• **EXTRACT PROVIDED**:

Dry Bones & Open Graves

This Sunday in Lent, the Church gives us no soft religion.

It gives us a valley of dry bones and a man four days dead.

In Ezekiel, the prophet is dragged by the Spirit into a field of scattered bones. Not burial with dignity. Not grief held with tenderness. Just the exposed remains of a people crushed so completely they can no longer imagine a future. Then comes the question:

Can these bones live?

In John’s Gospel, Jesus stands before the tomb of Lazarus. The stone is in place. The body is already claimed by death. The mourning is real. The loss is real. And before Jesus says anything powerful, he weeps.

That matters.

Because the God of resurrection does not heal by denial. He does not ask the wounded to tidy up their testimony. He does not protect peace by protecting lies.

Too much religion wants resurrection without memory.
Too much religion wants hope without truth.
Too much religion wants people raised, but only if they come back quiet.

• **RAW DATA**:

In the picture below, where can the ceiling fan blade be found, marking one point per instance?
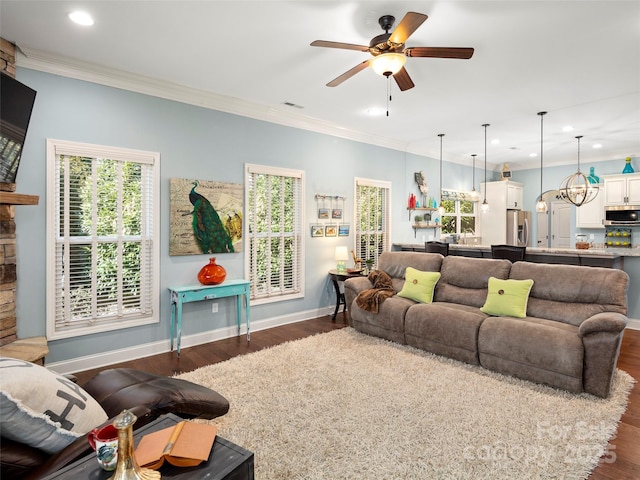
(345, 46)
(439, 52)
(403, 80)
(348, 74)
(407, 26)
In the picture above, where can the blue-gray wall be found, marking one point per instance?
(199, 143)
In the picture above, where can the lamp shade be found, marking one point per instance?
(342, 253)
(388, 63)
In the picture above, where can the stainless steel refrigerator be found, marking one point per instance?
(519, 228)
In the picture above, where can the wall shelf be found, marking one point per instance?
(420, 209)
(435, 226)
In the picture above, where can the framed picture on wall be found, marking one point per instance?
(331, 230)
(317, 230)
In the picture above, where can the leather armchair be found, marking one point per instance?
(145, 394)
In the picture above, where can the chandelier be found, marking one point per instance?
(576, 188)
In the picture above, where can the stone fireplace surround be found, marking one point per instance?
(31, 349)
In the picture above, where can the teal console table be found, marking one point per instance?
(195, 293)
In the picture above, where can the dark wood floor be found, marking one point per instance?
(624, 448)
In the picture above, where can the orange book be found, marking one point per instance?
(186, 445)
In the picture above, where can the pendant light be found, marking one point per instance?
(440, 207)
(474, 196)
(484, 208)
(541, 206)
(576, 188)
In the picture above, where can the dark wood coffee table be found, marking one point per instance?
(227, 461)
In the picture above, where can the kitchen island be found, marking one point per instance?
(593, 257)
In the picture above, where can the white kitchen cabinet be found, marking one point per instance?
(501, 196)
(591, 215)
(623, 189)
(514, 195)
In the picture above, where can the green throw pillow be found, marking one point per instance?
(418, 285)
(507, 298)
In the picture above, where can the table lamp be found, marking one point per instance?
(341, 257)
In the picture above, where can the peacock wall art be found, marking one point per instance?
(206, 217)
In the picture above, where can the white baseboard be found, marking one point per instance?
(105, 359)
(140, 351)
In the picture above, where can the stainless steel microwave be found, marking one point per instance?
(623, 215)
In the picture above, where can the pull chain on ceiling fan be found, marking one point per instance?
(389, 52)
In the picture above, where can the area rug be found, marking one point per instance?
(344, 405)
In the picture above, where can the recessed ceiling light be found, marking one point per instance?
(81, 18)
(375, 111)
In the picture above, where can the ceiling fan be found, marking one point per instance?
(389, 52)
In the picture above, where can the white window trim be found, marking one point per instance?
(457, 214)
(63, 147)
(357, 181)
(284, 172)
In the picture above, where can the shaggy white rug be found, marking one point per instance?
(344, 405)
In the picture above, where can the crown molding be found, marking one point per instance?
(90, 72)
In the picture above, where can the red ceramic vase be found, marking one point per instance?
(212, 273)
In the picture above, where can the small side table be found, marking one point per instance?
(195, 293)
(340, 277)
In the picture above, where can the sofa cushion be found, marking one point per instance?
(507, 297)
(571, 294)
(465, 280)
(419, 285)
(388, 323)
(43, 409)
(532, 348)
(396, 263)
(445, 329)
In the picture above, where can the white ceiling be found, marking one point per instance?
(578, 60)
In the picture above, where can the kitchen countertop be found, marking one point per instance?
(608, 252)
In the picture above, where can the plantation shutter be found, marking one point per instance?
(372, 218)
(275, 265)
(103, 240)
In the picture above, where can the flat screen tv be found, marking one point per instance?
(16, 104)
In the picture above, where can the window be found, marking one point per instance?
(459, 213)
(372, 222)
(102, 238)
(275, 253)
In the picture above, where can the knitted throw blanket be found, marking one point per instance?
(371, 299)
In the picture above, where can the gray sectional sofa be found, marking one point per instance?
(569, 339)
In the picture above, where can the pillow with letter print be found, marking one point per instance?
(43, 409)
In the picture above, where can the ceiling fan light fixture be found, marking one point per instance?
(388, 63)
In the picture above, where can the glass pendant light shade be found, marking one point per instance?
(388, 63)
(440, 207)
(541, 206)
(576, 188)
(484, 208)
(474, 196)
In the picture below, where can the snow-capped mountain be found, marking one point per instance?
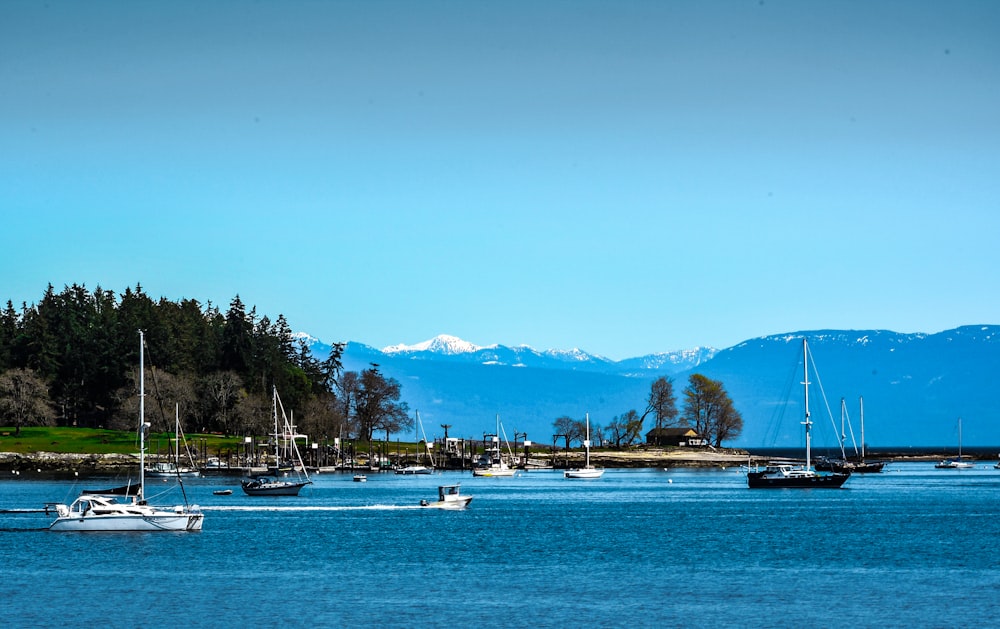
(914, 385)
(445, 347)
(440, 344)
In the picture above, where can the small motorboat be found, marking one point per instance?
(449, 497)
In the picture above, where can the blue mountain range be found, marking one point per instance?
(914, 386)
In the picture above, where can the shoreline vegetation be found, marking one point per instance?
(25, 461)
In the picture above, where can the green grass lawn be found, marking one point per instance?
(97, 440)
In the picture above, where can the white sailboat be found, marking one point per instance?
(956, 464)
(273, 486)
(783, 475)
(125, 509)
(588, 470)
(497, 466)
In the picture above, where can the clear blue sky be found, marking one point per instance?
(622, 177)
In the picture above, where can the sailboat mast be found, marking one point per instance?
(959, 438)
(274, 406)
(140, 495)
(861, 402)
(843, 432)
(805, 383)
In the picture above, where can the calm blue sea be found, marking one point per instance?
(913, 547)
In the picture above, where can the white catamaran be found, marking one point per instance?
(125, 508)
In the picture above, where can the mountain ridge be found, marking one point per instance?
(914, 385)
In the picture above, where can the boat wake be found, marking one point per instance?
(342, 508)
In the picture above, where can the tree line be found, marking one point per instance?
(72, 360)
(707, 409)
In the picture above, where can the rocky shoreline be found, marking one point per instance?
(77, 465)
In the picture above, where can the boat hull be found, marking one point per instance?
(494, 472)
(849, 467)
(253, 488)
(157, 521)
(584, 473)
(762, 480)
(461, 503)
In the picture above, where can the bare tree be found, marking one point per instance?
(661, 403)
(709, 411)
(377, 405)
(24, 399)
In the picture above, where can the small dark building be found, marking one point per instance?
(674, 437)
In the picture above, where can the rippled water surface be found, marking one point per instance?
(913, 546)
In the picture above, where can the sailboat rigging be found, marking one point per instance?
(174, 468)
(495, 464)
(856, 464)
(268, 486)
(125, 508)
(958, 463)
(588, 470)
(784, 475)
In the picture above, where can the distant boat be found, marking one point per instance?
(125, 508)
(449, 497)
(174, 468)
(784, 475)
(588, 470)
(496, 465)
(958, 463)
(268, 486)
(850, 465)
(413, 469)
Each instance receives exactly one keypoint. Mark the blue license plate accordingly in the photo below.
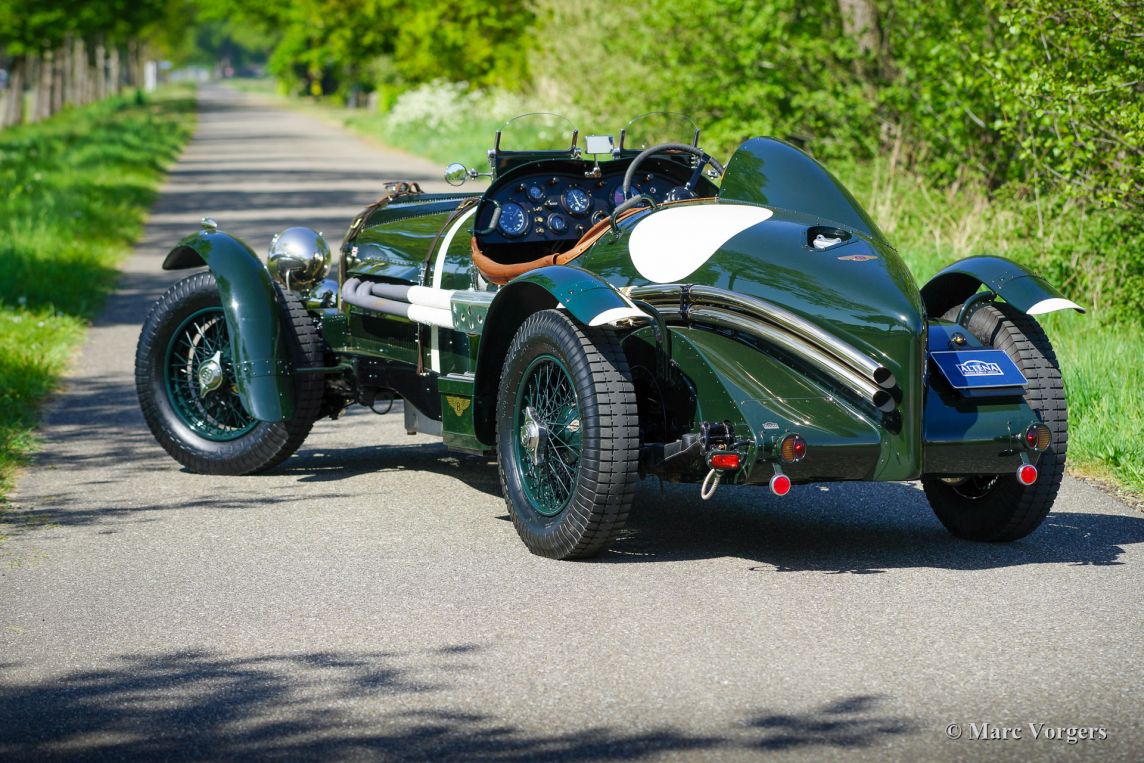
(977, 372)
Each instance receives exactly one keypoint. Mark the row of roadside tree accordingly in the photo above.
(65, 53)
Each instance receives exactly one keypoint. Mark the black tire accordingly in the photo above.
(999, 508)
(602, 438)
(215, 435)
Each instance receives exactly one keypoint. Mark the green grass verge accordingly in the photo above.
(74, 191)
(1102, 354)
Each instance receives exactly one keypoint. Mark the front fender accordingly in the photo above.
(249, 302)
(1021, 288)
(587, 296)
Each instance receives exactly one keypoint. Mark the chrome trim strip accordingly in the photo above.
(864, 388)
(776, 315)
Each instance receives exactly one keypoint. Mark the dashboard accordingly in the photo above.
(554, 205)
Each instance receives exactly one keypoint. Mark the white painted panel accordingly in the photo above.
(1051, 304)
(674, 243)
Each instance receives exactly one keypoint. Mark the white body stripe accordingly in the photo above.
(617, 314)
(431, 297)
(1053, 304)
(433, 317)
(438, 273)
(669, 245)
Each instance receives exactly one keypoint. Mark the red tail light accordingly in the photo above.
(1026, 475)
(1038, 437)
(780, 484)
(725, 461)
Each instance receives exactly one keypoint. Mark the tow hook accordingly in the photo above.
(716, 438)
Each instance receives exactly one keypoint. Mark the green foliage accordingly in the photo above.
(64, 229)
(475, 42)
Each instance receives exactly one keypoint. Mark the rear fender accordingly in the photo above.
(262, 370)
(1021, 288)
(587, 297)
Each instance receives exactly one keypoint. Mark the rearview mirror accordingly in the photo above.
(457, 173)
(594, 144)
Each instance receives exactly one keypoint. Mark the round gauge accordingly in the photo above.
(576, 200)
(513, 221)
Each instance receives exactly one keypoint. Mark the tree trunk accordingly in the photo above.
(81, 72)
(46, 68)
(14, 104)
(859, 23)
(58, 82)
(101, 70)
(135, 64)
(113, 72)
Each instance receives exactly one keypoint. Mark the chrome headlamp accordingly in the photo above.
(299, 257)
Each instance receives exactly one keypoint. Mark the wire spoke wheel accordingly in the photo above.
(548, 448)
(200, 378)
(567, 436)
(996, 507)
(187, 382)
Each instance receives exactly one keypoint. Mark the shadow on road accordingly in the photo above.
(196, 705)
(848, 527)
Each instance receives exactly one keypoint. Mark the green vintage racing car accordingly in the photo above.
(605, 312)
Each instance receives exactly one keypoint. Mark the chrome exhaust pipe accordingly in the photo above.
(772, 314)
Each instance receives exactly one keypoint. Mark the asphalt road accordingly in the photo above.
(370, 599)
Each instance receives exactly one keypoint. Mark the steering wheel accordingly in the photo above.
(685, 191)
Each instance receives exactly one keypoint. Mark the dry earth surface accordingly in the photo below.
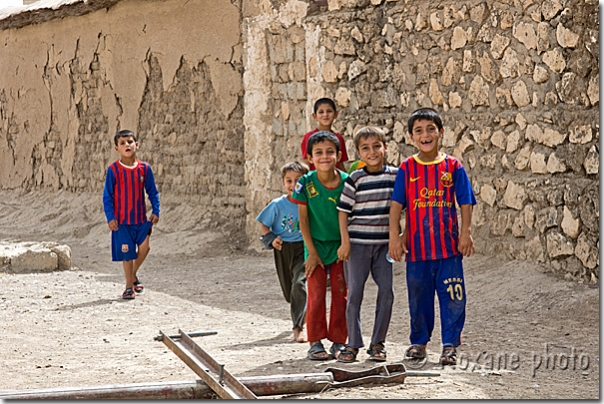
(71, 328)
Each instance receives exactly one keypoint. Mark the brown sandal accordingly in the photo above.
(416, 351)
(449, 356)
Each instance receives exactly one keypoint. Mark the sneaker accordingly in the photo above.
(138, 286)
(128, 294)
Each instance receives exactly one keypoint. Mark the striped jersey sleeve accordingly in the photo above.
(428, 192)
(366, 197)
(124, 193)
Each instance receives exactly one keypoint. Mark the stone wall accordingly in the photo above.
(171, 71)
(517, 83)
(220, 93)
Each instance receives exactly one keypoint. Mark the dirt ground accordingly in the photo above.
(528, 334)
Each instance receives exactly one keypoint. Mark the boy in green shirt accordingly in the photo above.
(317, 194)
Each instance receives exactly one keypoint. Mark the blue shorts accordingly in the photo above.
(126, 238)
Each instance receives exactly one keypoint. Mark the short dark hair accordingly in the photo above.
(322, 101)
(123, 133)
(322, 136)
(369, 131)
(428, 114)
(295, 166)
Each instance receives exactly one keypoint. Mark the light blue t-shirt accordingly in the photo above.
(281, 216)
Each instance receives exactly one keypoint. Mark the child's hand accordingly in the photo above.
(278, 243)
(466, 244)
(344, 251)
(311, 263)
(397, 247)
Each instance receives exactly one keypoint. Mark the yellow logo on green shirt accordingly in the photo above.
(312, 191)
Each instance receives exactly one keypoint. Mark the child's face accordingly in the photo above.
(325, 156)
(371, 151)
(289, 181)
(126, 147)
(325, 116)
(425, 135)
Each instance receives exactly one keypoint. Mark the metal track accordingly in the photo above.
(206, 367)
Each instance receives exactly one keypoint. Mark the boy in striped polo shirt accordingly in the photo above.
(126, 182)
(428, 185)
(363, 216)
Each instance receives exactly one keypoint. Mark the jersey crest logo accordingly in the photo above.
(312, 191)
(446, 179)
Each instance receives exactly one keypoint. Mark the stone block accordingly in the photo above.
(355, 69)
(555, 165)
(488, 68)
(540, 74)
(554, 59)
(468, 62)
(529, 216)
(565, 37)
(510, 66)
(500, 224)
(538, 165)
(518, 227)
(459, 38)
(580, 134)
(543, 33)
(499, 139)
(546, 219)
(488, 194)
(570, 225)
(513, 142)
(550, 8)
(514, 196)
(521, 162)
(499, 45)
(593, 89)
(571, 90)
(525, 33)
(558, 245)
(36, 259)
(435, 22)
(592, 161)
(520, 94)
(534, 250)
(587, 252)
(479, 92)
(434, 93)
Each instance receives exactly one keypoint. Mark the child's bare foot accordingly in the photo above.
(299, 334)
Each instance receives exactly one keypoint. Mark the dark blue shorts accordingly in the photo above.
(126, 239)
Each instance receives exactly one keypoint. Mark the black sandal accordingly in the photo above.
(416, 351)
(449, 356)
(377, 352)
(316, 349)
(349, 352)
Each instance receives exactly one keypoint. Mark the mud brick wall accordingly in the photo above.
(171, 71)
(220, 93)
(517, 82)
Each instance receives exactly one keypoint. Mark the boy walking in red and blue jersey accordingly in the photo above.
(428, 185)
(126, 182)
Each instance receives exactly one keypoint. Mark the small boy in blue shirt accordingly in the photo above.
(126, 182)
(429, 185)
(280, 229)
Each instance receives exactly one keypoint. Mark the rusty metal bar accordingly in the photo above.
(227, 387)
(260, 385)
(190, 334)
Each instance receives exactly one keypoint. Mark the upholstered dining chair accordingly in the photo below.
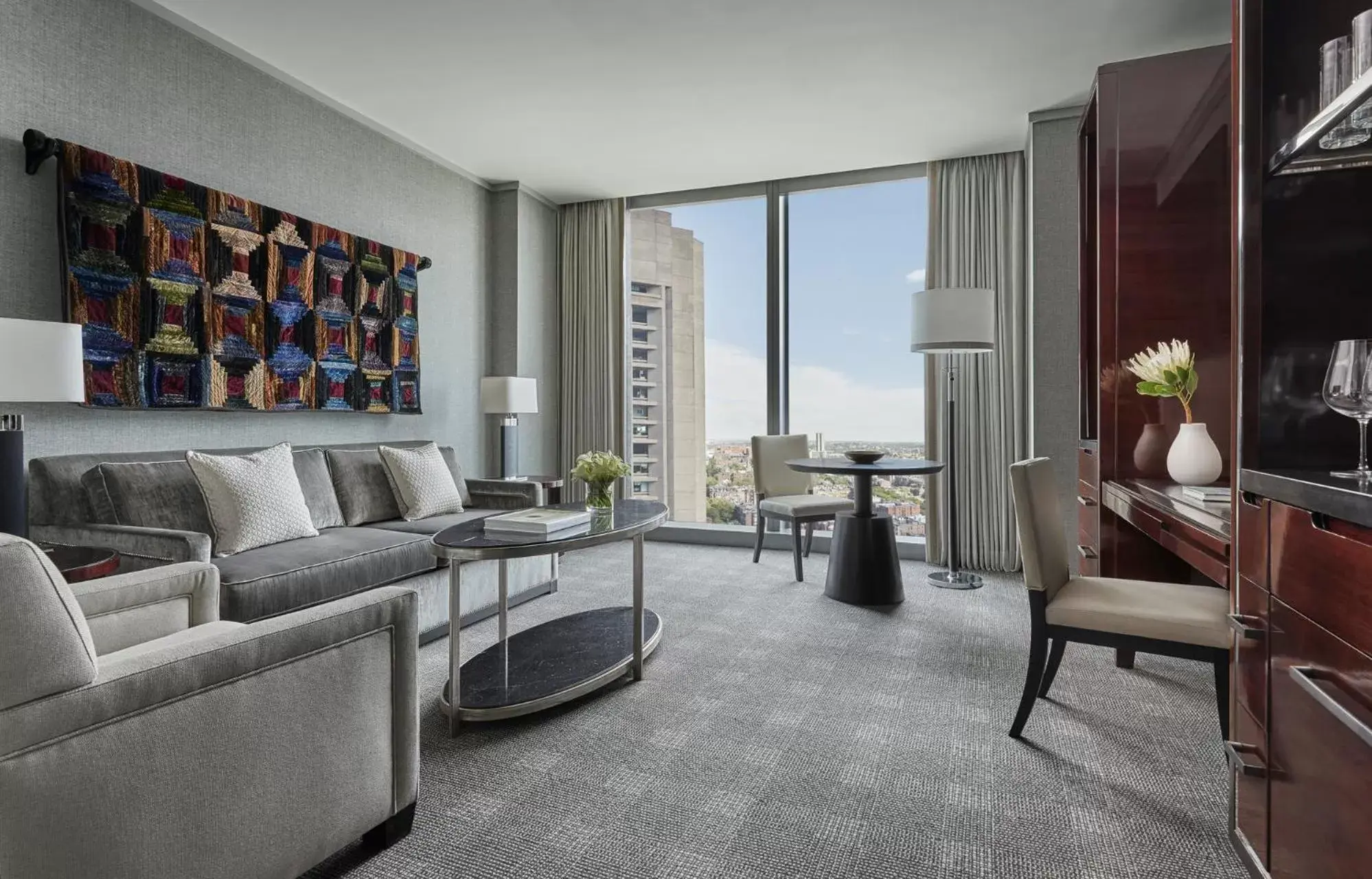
(788, 495)
(1167, 619)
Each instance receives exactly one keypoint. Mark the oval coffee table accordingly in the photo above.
(559, 660)
(863, 567)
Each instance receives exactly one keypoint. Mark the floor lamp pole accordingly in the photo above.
(952, 579)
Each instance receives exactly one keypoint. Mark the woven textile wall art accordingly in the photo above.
(192, 298)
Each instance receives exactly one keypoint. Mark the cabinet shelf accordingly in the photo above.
(1303, 155)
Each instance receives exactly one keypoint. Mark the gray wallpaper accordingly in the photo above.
(1053, 268)
(114, 77)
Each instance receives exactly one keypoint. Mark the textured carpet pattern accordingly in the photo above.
(782, 734)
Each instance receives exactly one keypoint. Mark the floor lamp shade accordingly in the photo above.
(952, 320)
(510, 396)
(40, 363)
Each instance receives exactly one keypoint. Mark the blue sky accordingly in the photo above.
(856, 254)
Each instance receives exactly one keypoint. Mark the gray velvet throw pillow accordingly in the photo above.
(253, 499)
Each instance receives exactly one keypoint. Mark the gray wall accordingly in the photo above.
(1053, 272)
(525, 317)
(111, 76)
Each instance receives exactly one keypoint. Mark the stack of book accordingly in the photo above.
(1208, 494)
(538, 523)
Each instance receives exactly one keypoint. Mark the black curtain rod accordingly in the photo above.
(38, 148)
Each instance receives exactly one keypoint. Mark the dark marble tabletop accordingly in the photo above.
(887, 466)
(470, 542)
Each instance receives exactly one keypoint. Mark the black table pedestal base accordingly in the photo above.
(863, 567)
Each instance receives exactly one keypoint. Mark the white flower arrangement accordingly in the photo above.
(1169, 371)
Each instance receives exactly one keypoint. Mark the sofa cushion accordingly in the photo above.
(298, 573)
(148, 494)
(312, 468)
(433, 524)
(363, 487)
(420, 480)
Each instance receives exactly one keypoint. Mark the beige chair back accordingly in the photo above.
(1042, 540)
(771, 476)
(45, 645)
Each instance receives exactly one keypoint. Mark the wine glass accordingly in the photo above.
(1348, 390)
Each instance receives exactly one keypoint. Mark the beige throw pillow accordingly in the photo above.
(422, 481)
(253, 499)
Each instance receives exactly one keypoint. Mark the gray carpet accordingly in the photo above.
(782, 734)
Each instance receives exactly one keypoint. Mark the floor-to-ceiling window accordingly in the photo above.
(782, 306)
(697, 356)
(855, 255)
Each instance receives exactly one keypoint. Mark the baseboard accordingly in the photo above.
(486, 613)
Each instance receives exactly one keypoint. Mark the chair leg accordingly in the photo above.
(391, 830)
(1038, 648)
(1051, 671)
(1222, 694)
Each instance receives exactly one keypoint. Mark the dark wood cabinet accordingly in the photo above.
(1320, 752)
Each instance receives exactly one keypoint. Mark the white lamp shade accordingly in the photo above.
(40, 363)
(954, 320)
(510, 394)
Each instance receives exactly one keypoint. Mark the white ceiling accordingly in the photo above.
(584, 99)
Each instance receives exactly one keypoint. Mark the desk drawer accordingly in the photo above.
(1252, 531)
(1088, 465)
(1320, 567)
(1320, 749)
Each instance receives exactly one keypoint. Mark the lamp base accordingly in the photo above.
(959, 580)
(14, 513)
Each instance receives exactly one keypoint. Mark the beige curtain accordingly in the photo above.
(977, 239)
(592, 297)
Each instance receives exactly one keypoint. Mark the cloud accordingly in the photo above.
(822, 401)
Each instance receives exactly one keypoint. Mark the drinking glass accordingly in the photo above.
(1362, 62)
(1348, 390)
(1336, 76)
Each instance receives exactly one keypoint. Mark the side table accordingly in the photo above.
(82, 562)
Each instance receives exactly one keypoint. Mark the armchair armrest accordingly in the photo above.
(301, 730)
(137, 547)
(501, 494)
(141, 605)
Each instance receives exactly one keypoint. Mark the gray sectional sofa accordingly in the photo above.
(148, 507)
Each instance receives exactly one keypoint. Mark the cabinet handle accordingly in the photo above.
(1307, 676)
(1248, 627)
(1237, 752)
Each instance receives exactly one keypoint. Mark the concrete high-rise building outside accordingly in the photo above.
(667, 364)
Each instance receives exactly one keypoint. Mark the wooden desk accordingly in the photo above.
(1197, 532)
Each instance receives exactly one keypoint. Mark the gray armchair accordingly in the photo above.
(140, 737)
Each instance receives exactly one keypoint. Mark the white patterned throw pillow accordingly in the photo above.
(422, 481)
(253, 499)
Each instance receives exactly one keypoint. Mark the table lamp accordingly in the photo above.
(952, 320)
(40, 363)
(510, 396)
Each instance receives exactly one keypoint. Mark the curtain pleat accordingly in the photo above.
(977, 239)
(592, 299)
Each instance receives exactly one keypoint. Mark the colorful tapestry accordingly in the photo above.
(192, 298)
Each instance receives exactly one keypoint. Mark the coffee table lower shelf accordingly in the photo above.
(551, 663)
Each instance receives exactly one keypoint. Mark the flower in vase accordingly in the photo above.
(1169, 371)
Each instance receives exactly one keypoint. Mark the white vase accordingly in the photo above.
(1194, 459)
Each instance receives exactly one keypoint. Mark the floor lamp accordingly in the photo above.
(40, 363)
(952, 321)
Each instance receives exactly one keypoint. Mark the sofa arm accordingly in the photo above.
(504, 494)
(141, 605)
(253, 751)
(137, 547)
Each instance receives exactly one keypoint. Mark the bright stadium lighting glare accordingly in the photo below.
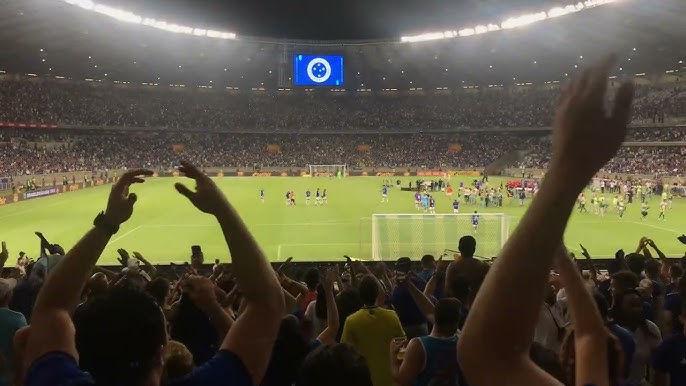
(130, 17)
(508, 23)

• **SHORT TASK**: Copy out the part of the Lent reflection on dry bones and Lazarus that opens with the words containing "In John’s Gospel, Jesus" and closes with "resurrection without memory.".

• **FINISHED EXERCISE**:
In John’s Gospel, Jesus stands before the tomb of Lazarus. The stone is in place. The body is already claimed by death. The mourning is real. The loss is real. And before Jesus says anything powerful, he weeps.

That matters.

Because the God of resurrection does not heal by denial. He does not ask the wounded to tidy up their testimony. He does not protect peace by protecting lies.

Too much religion wants resurrection without memory.